Lines excerpted from a collection:
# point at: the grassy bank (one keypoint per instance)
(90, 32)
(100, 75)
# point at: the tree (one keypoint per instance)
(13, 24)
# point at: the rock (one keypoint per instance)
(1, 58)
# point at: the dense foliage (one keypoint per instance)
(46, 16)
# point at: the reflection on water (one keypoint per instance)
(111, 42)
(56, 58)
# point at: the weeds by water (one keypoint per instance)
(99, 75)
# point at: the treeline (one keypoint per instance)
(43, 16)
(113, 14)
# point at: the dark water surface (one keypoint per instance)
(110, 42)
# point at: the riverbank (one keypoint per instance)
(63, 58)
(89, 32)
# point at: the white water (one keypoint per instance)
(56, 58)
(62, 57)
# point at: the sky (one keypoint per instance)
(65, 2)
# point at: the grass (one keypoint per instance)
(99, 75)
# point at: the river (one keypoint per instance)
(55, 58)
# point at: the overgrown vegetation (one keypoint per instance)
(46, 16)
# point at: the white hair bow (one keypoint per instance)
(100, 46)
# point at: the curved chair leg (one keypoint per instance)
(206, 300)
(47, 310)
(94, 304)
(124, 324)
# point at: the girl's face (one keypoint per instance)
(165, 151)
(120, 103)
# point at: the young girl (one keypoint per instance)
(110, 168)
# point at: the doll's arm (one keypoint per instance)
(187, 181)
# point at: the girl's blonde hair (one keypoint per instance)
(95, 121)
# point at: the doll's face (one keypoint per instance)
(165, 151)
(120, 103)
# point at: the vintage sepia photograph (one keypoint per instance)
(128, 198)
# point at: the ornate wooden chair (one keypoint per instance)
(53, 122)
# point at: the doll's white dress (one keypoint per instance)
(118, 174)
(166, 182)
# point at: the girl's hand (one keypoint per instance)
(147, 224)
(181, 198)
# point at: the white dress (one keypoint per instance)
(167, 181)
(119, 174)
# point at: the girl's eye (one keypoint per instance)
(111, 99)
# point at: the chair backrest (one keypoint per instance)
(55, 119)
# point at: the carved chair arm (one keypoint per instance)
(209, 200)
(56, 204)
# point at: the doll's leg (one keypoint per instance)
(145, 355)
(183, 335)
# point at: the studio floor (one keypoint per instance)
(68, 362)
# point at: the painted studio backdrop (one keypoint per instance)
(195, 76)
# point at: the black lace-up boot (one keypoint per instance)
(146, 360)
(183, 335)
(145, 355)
---
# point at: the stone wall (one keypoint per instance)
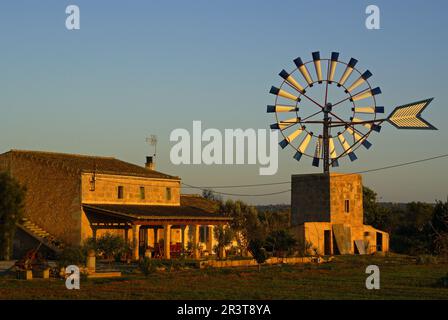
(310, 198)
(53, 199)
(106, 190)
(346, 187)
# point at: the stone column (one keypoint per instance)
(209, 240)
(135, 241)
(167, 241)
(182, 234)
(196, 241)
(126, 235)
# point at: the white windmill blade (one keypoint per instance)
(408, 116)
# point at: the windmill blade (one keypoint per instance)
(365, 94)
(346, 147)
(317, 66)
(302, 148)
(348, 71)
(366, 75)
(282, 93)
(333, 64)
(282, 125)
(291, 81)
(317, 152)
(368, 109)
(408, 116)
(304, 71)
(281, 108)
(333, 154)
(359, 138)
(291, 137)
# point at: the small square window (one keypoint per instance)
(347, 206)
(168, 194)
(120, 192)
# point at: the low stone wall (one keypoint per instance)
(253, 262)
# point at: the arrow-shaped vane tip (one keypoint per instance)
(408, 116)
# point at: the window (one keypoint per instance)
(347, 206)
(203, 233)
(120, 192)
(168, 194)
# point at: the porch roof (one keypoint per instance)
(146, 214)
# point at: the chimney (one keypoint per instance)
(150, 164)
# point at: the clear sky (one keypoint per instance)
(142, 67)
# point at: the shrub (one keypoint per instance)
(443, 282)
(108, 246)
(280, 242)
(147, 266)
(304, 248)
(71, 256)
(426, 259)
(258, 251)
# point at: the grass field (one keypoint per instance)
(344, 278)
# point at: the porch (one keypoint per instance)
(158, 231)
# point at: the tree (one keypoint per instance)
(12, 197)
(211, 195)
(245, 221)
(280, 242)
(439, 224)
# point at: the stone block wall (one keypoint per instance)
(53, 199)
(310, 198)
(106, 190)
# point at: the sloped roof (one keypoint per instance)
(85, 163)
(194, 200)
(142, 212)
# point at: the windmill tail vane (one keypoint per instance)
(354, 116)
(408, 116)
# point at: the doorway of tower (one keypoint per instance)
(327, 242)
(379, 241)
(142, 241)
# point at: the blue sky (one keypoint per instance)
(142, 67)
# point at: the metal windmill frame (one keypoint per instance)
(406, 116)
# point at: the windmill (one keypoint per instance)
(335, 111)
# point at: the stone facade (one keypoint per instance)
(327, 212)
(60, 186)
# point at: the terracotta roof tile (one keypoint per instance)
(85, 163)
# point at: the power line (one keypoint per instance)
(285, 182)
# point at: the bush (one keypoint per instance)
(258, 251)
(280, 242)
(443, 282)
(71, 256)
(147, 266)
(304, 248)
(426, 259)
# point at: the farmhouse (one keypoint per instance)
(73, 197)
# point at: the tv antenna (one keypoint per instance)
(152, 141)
* * *
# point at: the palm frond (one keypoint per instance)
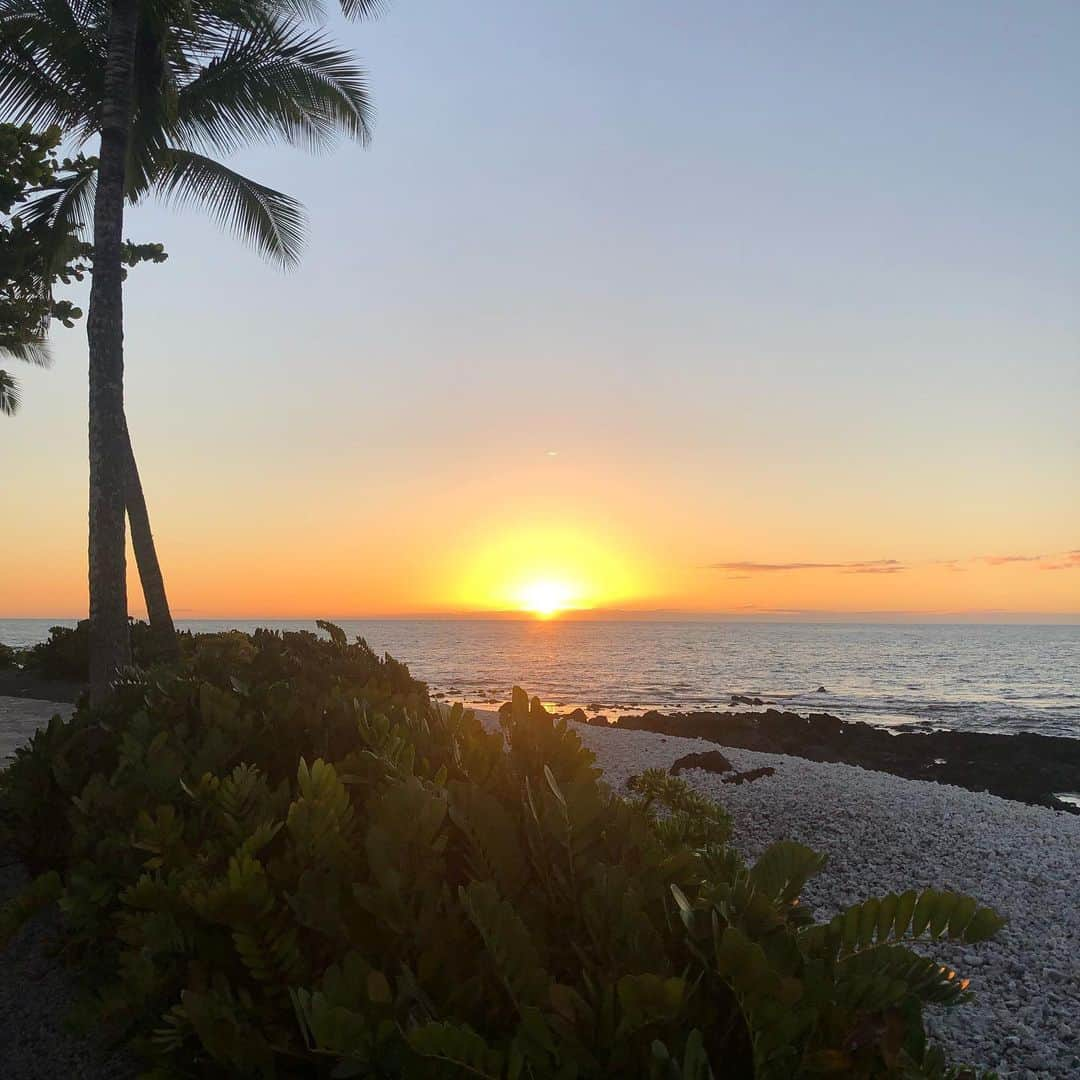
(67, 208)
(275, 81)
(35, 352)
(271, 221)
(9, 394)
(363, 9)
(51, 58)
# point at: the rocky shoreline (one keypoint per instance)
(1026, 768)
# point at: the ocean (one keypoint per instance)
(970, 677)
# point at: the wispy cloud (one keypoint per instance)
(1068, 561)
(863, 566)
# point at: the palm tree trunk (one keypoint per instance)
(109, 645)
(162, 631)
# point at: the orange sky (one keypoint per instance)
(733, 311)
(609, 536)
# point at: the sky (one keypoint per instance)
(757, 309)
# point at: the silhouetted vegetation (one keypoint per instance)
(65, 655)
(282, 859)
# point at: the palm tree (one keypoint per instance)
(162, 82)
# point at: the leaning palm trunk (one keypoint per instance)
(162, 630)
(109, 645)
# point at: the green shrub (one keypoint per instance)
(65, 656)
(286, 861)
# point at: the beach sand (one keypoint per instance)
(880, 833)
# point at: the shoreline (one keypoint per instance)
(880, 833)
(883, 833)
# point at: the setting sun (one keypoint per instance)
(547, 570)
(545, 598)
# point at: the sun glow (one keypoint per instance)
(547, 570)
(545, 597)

*What you should do*
Locate each line above that contains the word "window" and copy it out in full. Treat the search as case-sensitive.

*Full answer*
# point at: the small square window (one keypoint per instance)
# point at: the window (one keypoint per instance)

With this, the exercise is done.